PASSAGE FOR REVIEW:

However, that was a bill in Congress that withdrawn after a very bipartisan
outcry. This issue has brought together hunters, sportsmen, and snowmobilers
on the right with environmentalists on the left.

The concern is that once the states have control, they will simply sell off
most of it (as the article show precedent for).

------
zanethomas
The more interesting question is whether the federal government has the
constitutional authority to set aside and control state land:

[http://tenthamendmentcenter.com/2014/05/07/federal-land-
owne...](http://tenthamendmentcenter.com/2014/05/07/federal-land-ownership-is-
it-constitutional/)

------
disposition2
For anyone interested, I did some review in to somewhat related information
(the review of national monuments since 1996) last week:

[https://justinhorner.github.io/national_monuments.html](https://justinhorner.github.io/national_monuments.html)

------
thaddeusmt
In Utah, my understanding is that the primary purpose of state owned lands is
to generate revenue for the state. Utah uses them to make money, not to
protect them. This includes mineral leasing for oil, gas, coal, etc, and
grazing, but in some cases, like the "SITLA" School Trust lands, the state
will literally auction off land into private hands. This is ostensibly to
raise money for public schools. I strongly support public education, but this
way of removing beautiful tracts of Utah desert from the public is very final.
You can hike around an oil well, and eventually sort of clean them up, but
outright selling off limited resources like lands is frustrating. Compared to
normal revenue sources, like taxes, these land auctions raise such a small
amount for money for the school system it's even more tragic.

The outdoor recreation industry in Utah is growing rapidly, largely part due
to the National Parks, Monuments, and other amazing public lands we have to
recreate on. Our 5 national parks (Arches, Canyonlands, Zion, Bryce and
Capitol Reef) are some of the most visited in the country. This isn't hunting
recreation, like the Field & Stream article is about. Most of this is mountain
biking, climbing, hiking, rafting, etc. (Think family vacations and young web
developers in Vanagons, not gun toting hunters in big trucks.) On top of the
burgeoning hospitality industry supporting this tourism, outdoor companies
like Backcountry.com, Petzl, Goal Zero, Black Diamond, Altra, Kuhl, Scott, etc
have large presences in Utah now. By some counts, outdoor recreation is one of
the largest economic drivers in Utah. And between the aspirational outdoor
photos people in the city like on Instagram and generally affordable travel,
this visitation trend will only continue upward.

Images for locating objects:
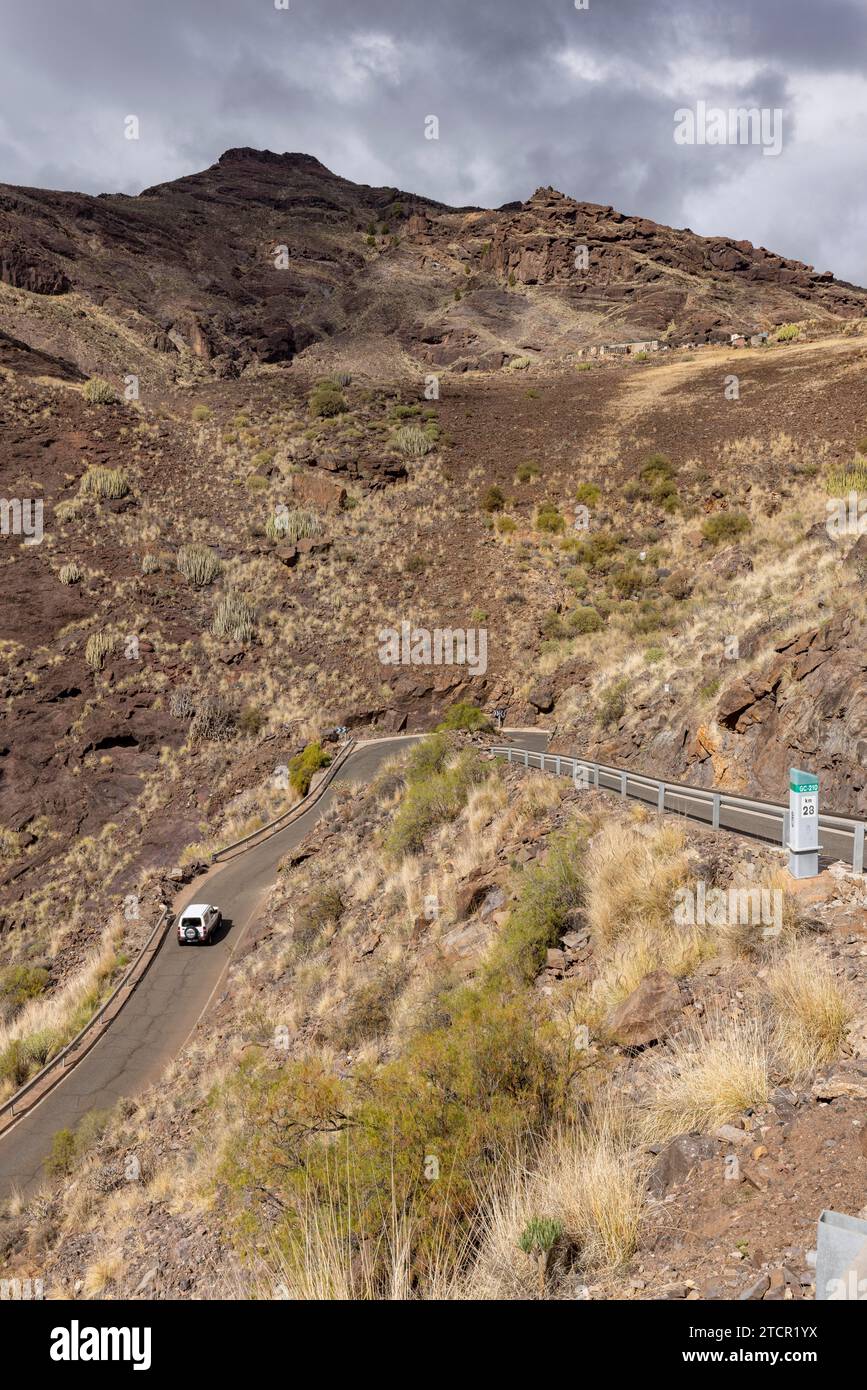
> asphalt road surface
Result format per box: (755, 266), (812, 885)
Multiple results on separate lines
(0, 733), (547, 1195)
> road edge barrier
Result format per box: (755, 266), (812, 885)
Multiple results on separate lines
(211, 738), (356, 865)
(488, 744), (866, 874)
(0, 906), (171, 1134)
(0, 739), (356, 1136)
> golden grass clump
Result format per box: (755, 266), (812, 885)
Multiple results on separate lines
(78, 464), (129, 500)
(768, 942), (853, 1077)
(178, 541), (222, 588)
(646, 1017), (770, 1140)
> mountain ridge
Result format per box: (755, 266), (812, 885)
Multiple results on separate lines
(0, 146), (867, 385)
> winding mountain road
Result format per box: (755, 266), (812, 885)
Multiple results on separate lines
(0, 731), (547, 1197)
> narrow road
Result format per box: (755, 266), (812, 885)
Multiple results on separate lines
(0, 733), (547, 1197)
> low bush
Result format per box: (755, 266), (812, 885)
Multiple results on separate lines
(307, 381), (349, 420)
(78, 464), (129, 500)
(395, 425), (436, 459)
(536, 502), (565, 534)
(436, 701), (492, 731)
(597, 681), (628, 728)
(176, 541), (222, 588)
(289, 741), (331, 796)
(482, 482), (506, 512)
(702, 512), (750, 545)
(575, 482), (602, 507)
(265, 506), (322, 543)
(82, 377), (118, 406)
(85, 632), (115, 671)
(485, 827), (585, 987)
(385, 749), (489, 859)
(211, 589), (256, 642)
(0, 965), (50, 1011)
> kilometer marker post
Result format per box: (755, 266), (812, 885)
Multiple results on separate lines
(788, 767), (818, 878)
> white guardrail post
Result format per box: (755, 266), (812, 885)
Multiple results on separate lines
(490, 745), (867, 876)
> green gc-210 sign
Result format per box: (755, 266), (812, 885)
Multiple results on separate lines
(788, 767), (818, 878)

TASKS TO CARRY OUT:
A: Retype the public lands discussion starting with "However, that was" and going on through "on the left.".
B: Extend the public lands discussion, picking up after its final sentence.
None of the data is used in this exercise.

EXPECTED OUTPUTS:
A:
However, that was a bill in Congress that withdrawn after a very bipartisan
outcry. This issue has brought together hunters, sportsmen, and snowmobilers
on the right with environmentalists on the left.

B:
In response to Utah's politicians passing resolutions and endlessly promoting
"taking back" Federal land into State hands, the outdoor industry that relies
on public land access has started to fight back. To make a stand against these
anti-federal politics Patagonia, Black Diamond and some other large retailers
threatened to boycott the "Outdoor Retailer" trade show, held in Utah. In
response, there was a call with the Governor and he basically gave the outdoor
industry the finger. They are moving the trade show to another state now -
more symbolic than actually hurtful to Utah's economy, but an interesting
development nonetheless. After the ceaseless "jobs" and "pro-business"
rhetoric from red states like Utah this antagonism towards one of it's largest
and fastest growing industries is frustrating and puzzling. I can't tell if my
politicians really see using public lands for finite oil and gas extraction as
a better plan than protecting them for generations of future vacationers - or
if they just get better campaign contributions from those extraction
industries. Either way, as someone who likes mountain biking and who has high
hopes for solar energy and electric cars, there is nothing positive to me
about these state attempts to control my Federal lands. (I do vote, but I will
probably not be able to affect Utah's red state politics for a long time.)

------
dsfyu404ed
On the other side of the coin, states are generally much more favorable to OHV
enthusiasts than the BLM is.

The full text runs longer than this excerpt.